Your task is to print the material below exactly as presented.

* begin Given information *

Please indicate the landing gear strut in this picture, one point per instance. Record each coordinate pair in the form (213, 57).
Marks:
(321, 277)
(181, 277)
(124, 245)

* end Given information *

** Solution to this task **
Please indicate the landing gear strut in this picture, one point per instance. Record each coordinate pair in the form (213, 57).
Marks:
(321, 277)
(181, 277)
(124, 245)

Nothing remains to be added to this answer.